▸ **JOBS**
1. From the passage on mapping a CNN onto FPGA, reproduce the span that begins at the words "An end-to-end framework" and stops after the words "configuration for MNIST under model/MNIST.".
2. Using the passage on mapping a CNN onto FPGA, answer these questions:
(a) Under which directory is the reference network configuration for MNIST provided?
(b) Which library did the project use to build the model and dump weights?
(c) In the framework's one-line description, what is the target in parentheses after "FPGA"?
3. Continue the passage on mapping a CNN onto FPGA, picking up after its last sentence.

▸ **PROVIDED PASSAGE**
End-to-end frame work to map a CNN onto FPGA.

An end-to-end framework to map a CNN (TensorFlow) onto FPGA (OpenCL).
How to generate the accelerator

  • Specify the network configuration

    The network configuration file is model/<your_model_name>/nn_configs.txt where <your_model_name> is the name of the model. We have provided a reference network configuration for MNIST under model/MNIST.

    nn_configs.txt should be generated by our Tensorflow API wrapper. During our project, we used the nn-quant library from Ritchie to build the model and dump weights, therefore we did not include that part in this repo. We will provide the wrapper after nn-quant, which is currently private, becomes public.

  • Provide the weights file

    The network configuration file is model/<your_model_name>/_dump.npy where <your_model_name> is the name of the model. We have provided a reference binary weight file for MNIST under model/MNIST.

▸ **INFORMATION SUPPLIED**
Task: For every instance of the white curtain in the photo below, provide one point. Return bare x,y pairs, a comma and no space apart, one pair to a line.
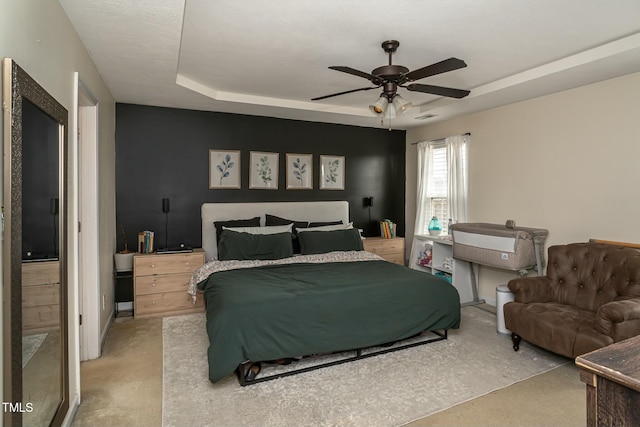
423,201
457,177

▸ **ANSWERS PER TASK**
1.
An end-to-end framework to map a CNN (TensorFlow) onto FPGA (OpenCL).
How to generate the accelerator

  • Specify the network configuration

    The network configuration file is model/<your_model_name>/nn_configs.txt where <your_model_name> is the name of the model. We have provided a reference network configuration for MNIST under model/MNIST.

2.
(a) model/MNIST
(b) The nn-quant library from Ritchie
(c) OpenCL

3.
    _dump.npy should be generated by --save-activations option of the nn-quant library. It is basically a dictionary of numpy arrays. The key for an array that stores the weights for a specific layer should end with '/w'. For exampe, conv1/w, last/w are valid keys for weights. During our project, we got the permission from Ritchie to use this library but it is private. You can access this library after it becomes public.

    Please note that due to CMSX file size limit, we cannot upload the _dump.npy file to the system. You can download the complete project at https://github.com/yo96/fp-cnn.

  • Run the generation framework

    source utils/gen.sh

    The above command will generate a new SDAccel project under src/<you_model_name>/. All files should be ready and you can directly run software/hardware emulation there.

Other projects in this repo

under src directory there are also a number of projects that we created when we are developing this framework:

  • conv_example: an example project that contains only functional-level kernels.
  • conv: initial project created when developing the compute kernel. It has functional-level load_fmap, load_wts, and a dummy output kernel.
  • load_fmap: initial project created when developing the load_fmap kernel. It has a dummy output kernel.
  • conv_pool: a project that tests the integration of conv, acc_relu, and pooling kernels.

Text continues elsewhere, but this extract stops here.